Task details: Every line from the one containing "Keypoint guideline: for each instance of the no" to the end of the listing below should be transcribed exactly, and no line outside that span should appear.

--- Records shown Enclosed Below ---

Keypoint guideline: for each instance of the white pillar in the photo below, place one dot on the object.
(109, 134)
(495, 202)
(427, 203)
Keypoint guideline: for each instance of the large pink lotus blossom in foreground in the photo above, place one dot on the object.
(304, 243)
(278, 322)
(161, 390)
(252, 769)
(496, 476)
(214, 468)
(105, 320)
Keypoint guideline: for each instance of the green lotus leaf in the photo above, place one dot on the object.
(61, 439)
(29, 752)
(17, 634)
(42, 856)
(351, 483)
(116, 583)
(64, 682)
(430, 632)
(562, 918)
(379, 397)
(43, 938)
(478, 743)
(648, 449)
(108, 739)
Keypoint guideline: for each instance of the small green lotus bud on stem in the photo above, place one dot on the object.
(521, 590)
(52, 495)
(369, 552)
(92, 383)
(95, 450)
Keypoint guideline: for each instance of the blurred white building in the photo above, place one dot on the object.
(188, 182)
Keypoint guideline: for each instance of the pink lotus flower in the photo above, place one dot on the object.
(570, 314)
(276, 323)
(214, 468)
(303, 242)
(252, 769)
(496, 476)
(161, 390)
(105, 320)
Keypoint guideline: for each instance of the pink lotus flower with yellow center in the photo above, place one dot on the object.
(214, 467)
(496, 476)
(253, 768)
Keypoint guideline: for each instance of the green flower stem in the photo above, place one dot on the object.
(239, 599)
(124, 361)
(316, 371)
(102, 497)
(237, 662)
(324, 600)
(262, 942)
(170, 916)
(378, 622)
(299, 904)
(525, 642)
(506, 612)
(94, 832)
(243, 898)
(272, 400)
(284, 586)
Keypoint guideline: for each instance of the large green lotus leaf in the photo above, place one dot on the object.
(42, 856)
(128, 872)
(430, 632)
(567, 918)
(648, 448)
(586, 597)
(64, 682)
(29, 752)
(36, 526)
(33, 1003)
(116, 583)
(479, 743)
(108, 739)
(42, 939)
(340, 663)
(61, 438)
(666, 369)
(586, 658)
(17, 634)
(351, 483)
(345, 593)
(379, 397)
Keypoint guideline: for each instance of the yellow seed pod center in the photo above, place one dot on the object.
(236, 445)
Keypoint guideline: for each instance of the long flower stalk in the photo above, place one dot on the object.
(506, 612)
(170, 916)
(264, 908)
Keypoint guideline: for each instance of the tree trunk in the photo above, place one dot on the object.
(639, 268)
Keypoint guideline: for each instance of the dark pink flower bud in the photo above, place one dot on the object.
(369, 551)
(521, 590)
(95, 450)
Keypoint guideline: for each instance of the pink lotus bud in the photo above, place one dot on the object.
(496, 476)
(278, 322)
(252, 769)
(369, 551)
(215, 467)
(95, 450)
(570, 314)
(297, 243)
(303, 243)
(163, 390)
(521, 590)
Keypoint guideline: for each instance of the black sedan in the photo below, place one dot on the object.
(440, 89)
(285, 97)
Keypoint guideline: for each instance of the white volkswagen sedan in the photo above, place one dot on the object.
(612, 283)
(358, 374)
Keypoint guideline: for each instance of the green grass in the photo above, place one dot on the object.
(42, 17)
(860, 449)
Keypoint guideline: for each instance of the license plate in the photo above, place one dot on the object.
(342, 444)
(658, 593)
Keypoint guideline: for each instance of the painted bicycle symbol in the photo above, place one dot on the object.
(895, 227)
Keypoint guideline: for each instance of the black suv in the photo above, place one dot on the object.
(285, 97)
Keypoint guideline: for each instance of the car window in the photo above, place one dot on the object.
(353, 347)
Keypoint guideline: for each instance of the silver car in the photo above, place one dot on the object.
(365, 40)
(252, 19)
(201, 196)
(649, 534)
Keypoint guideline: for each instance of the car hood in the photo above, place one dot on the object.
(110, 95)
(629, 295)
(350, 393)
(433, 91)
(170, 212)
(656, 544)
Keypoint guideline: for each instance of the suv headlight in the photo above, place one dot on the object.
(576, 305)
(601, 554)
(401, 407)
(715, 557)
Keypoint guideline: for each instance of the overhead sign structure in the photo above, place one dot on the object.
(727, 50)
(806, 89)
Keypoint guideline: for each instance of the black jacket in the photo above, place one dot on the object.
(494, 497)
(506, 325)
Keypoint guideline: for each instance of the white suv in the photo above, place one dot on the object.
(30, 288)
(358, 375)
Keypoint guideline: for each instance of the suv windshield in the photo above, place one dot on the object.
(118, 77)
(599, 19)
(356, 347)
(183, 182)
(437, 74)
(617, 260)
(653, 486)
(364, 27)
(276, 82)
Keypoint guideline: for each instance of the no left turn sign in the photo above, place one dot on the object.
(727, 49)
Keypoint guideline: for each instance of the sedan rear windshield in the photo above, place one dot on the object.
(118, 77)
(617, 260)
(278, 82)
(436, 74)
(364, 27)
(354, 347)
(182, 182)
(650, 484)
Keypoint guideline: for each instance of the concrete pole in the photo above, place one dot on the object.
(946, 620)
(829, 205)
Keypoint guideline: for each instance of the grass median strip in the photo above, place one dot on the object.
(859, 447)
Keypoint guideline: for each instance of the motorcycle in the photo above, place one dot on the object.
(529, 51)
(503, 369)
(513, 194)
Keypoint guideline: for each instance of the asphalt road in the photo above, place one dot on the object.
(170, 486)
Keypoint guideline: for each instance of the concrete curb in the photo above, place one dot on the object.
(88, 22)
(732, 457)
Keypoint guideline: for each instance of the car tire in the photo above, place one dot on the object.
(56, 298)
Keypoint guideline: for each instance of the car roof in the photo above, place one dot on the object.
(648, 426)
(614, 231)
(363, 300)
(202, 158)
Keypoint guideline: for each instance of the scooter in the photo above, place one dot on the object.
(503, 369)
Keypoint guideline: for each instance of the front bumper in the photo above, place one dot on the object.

--- End of Enclosed Records shown ---

Result of the task:
Keypoint guideline: for each instance of the no left turn sign in the photo above, place one dot on the object.
(727, 49)
Keypoint guideline: for each instance of the sedan rear windshield in the photo above, place one dot on the object.
(118, 77)
(617, 260)
(278, 82)
(436, 74)
(364, 27)
(354, 347)
(182, 182)
(650, 484)
Keypoint guideline: for each instance of the concrete pole in the photo above, place one dot on the object.
(946, 620)
(829, 205)
Keypoint guideline: for each instance of the grass median strip in the photo above, place one dot on the object.
(859, 447)
Keypoint guideline: for each instance of the motorcycle in the photo above, place one dot on the object.
(529, 51)
(503, 369)
(513, 194)
Keypoint guideline: for each instance of the asphalt road in the photo above, place one dot on the object.
(170, 486)
Keypoint guideline: for each instance of the concrete curb in the photo above, place one dot on the object.
(88, 22)
(732, 457)
Keypoint guideline: for each instance of the car tire in the photo above, place one dot on the object.
(56, 298)
Keypoint guideline: for each instance of the car roof in the photo above, place one dot on the object.
(648, 426)
(614, 231)
(363, 300)
(202, 158)
Keypoint guideline: for each instance of the scooter in the photo above, place one dot on the object.
(503, 369)
Keypoint guideline: for each instance of the front bumper in the photo above, place one dot on the object.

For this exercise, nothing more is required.